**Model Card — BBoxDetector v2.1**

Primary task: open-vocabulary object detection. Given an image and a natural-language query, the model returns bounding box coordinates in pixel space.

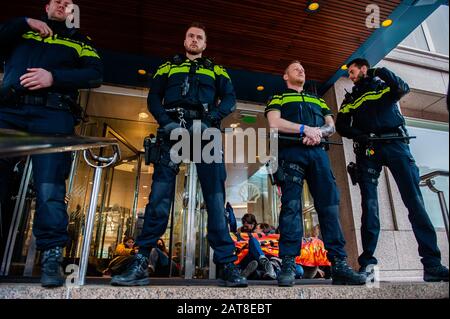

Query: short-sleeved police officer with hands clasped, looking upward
[265,61,366,287]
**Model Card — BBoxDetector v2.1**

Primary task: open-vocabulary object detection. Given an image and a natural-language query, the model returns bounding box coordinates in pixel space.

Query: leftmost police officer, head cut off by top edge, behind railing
[0,0,103,287]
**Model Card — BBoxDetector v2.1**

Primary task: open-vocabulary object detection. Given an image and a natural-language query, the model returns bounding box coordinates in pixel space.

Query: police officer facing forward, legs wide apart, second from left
[111,23,247,287]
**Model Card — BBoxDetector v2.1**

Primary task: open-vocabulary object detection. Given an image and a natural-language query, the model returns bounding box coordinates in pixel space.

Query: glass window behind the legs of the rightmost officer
[408,126,449,228]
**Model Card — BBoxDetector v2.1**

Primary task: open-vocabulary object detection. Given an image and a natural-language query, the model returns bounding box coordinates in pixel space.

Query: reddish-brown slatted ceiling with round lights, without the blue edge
[0,0,400,83]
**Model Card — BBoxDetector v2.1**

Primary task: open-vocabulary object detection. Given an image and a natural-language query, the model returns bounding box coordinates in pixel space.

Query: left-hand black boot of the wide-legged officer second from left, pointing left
[111,254,150,286]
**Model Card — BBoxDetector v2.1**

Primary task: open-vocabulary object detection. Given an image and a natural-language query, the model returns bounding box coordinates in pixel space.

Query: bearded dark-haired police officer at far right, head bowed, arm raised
[336,58,448,281]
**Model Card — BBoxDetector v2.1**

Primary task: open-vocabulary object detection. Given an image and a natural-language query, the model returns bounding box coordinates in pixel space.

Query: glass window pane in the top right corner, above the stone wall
[426,5,449,55]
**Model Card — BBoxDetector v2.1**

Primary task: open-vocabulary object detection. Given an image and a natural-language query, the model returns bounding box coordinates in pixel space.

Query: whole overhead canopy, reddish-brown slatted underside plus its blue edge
[0,0,447,102]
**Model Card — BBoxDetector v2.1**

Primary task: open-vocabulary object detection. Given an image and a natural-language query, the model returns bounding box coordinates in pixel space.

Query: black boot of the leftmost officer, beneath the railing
[41,247,64,288]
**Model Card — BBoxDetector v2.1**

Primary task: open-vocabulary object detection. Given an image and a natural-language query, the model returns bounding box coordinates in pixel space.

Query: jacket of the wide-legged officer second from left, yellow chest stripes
[148,55,236,126]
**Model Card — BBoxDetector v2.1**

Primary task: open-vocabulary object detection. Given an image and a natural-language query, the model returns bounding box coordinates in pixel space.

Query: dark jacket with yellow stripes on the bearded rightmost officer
[336,68,409,138]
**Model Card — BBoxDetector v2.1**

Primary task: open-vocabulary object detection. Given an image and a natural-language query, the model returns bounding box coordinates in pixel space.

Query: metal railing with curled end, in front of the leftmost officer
[0,129,121,285]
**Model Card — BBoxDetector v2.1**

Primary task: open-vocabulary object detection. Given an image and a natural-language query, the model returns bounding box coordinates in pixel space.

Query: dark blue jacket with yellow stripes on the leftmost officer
[0,17,103,98]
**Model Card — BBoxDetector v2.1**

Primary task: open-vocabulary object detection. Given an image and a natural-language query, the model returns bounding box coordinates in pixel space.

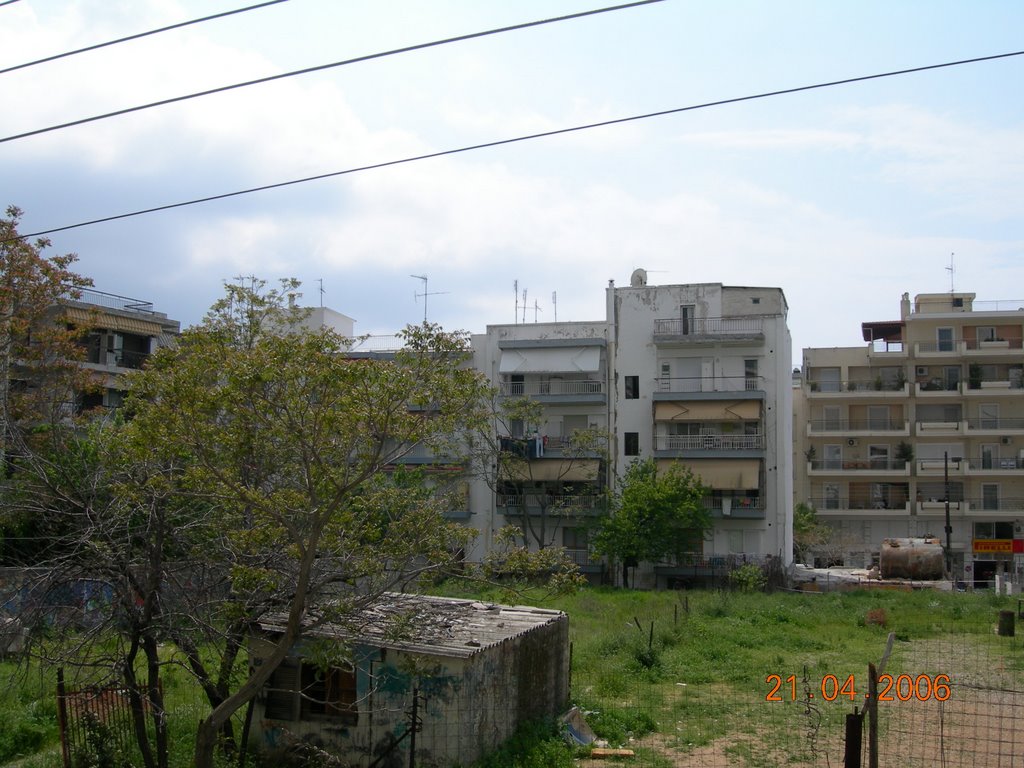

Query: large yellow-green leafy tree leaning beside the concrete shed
[117,281,486,768]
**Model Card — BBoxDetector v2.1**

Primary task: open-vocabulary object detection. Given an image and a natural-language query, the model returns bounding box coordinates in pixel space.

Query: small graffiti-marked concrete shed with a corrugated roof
[250,594,569,768]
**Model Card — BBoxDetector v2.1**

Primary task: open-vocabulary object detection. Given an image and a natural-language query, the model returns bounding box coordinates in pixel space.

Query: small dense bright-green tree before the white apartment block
[595,459,711,586]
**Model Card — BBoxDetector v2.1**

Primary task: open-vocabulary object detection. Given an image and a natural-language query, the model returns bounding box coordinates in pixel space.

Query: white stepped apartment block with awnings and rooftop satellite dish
[471,269,793,584]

----------------------------------------

Reproduce all of the entries above word for word, but leave out their pictures.

▶ Reply:
**Model Card — BBoxDetector v2.1**

Primary task: open-vocabulary object detection. Given an image and a natural-language query, the model returns bounding box coordinates in pixel space.


Query: short-sleeved police officer with hands clasped, looking upward
[265,61,366,287]
**Model Card — BBoxDetector v2.1**

Primary task: open-vocabulary object detection. Given an image and a natural-language query, the model returns bounding box coordinates in pixel space.

Query: leftmost police officer, head cut off by top edge, behind railing
[0,0,103,287]
**Model Card — BBoxDetector v2.1**

Primary task: open-vocabulary object detection. Given an image and a natural-language query, the model returns bounding box coordinates in pixel space.

Query: police officer facing forward, legs wide apart, second from left
[111,23,247,287]
**Model Card — BBoxDetector v2.1**

Primary task: open-vocabulary object detection. Given an image and a natural-language query, the model returns bounding box coordinates in pixel space.

Query: glass window behind the legs of the rightmost officer
[408,126,449,228]
**Model Card — BBoxDetector v2.1**

Primary task: open-vocabulary object detection. Given an image and a natural-language query, the model returns bounding box coordinates in pixel space.

Query: reddish-brown slatted ceiling with round lights, without the blue edge
[0,0,400,83]
**Model Card — BBoxDetector v2.1**

Primary task: open-vocabulary object detection. Given an image and a natural-language query, the model returns bounding box coordinates in pixel space.

Query: left-hand black boot of the wide-legged officer second from left, pointing left
[111,254,150,286]
**Model Card — BBoxDetector v2.1**

Primary task: open-vocabulary object detection. Given an image and a natural-language query, the model returns bounding box coordinates in pixel space.

Query: bearded dark-haired police officer at far right, head bowed, arm raised
[336,58,448,281]
**Model Card — BBoxDetector v2.1**

Primary task: open-vocabulary object detection. Given an image and a natural-language query, the model returns bounding box coordinates in pixel space.

Query: glass window pane in the top right corner, above the stone wall
[426,5,449,55]
**Model Card — BBoxDetector v2.1**

Primary task: open-vocabulary object detection. Given an image and a natural-language query, the model returns bounding box coordinates in pixel space.

Query: whole overhead canopy, reddish-brown slatted underside plus its blue edge
[0,0,447,102]
**Model Card — BBoxDetector v2.1**

Primary task: open-vocabulary object detection. Given an image and a natural-language query, the model returns bounding box coordinates in pixel space.

Query: black boot of the leftmost officer, beneath the railing
[41,247,64,288]
**Model Card — BBoxDetector v2.1**

Primary task: open-vocabulary object detection. Given an image and a natural-language query, the model returns bounding box coordinates in pixel space.

Query: jacket of the wide-legged officer second from left, yellow chest stripes
[148,55,236,126]
**Model Card — BBoxDetector v2.1**

Primary task: open-vocabulary object detection. Given an image and a natural-language query, the model returns bounding box coordinates in pixel space.

Query: dark jacket with yellow stripes on the bearded rightmost officer
[336,68,409,138]
**Model Card — BBoxDetector v2.1**

Primary task: open-vocabulary object detection. Given an image and a natural-language query, the model returns bounding box coordinates in pixel space.

Query: metal railing with curled end, in front of the leftmost officer
[0,129,121,285]
**Model Card — BBoxDetector v2.1**

Primary task: open-vocabulary object detection. Given an image and a natural-language query, the model returns bounding box coordinates in pixel space.

Query: dark blue jacket with yellow stripes on the leftmost officer
[0,17,103,98]
**Model Card — BBoxDetector v2.1**

Primary task: open-vocabulary object detection. Given an image and a natural-language query, the model returns bounding box coordinates in pixel space.


Query: large yellow-green leafy tree leaning beside the concrete shed
[117,281,486,768]
**Model Card — BBoxDetector v2.1**

Primary task: open-vocabulary object detection. Given an image and a natural-language query, the model returns bounding box coordinates in pixel space.

Query: small graffiti-marked concrete shed with a corrugated roof
[250,594,569,768]
**Model Card — BBoxDetector v2.1**

Primary task: open-vocabulary object detection. Given an image and a natural-language query, the model returns bounding box coordinates in pixel space.

Query: small dense bright-green tree before the white apartment block
[595,459,711,586]
**Model Card — BBoxDetector v2.1**

Primary task: open-vocabulary object detection. Given an image and a natural-language query, the model returns bounding box coordinates in pixel space.

Query: white stepped apartment block with awnings and rooftop satellite dish
[471,269,793,584]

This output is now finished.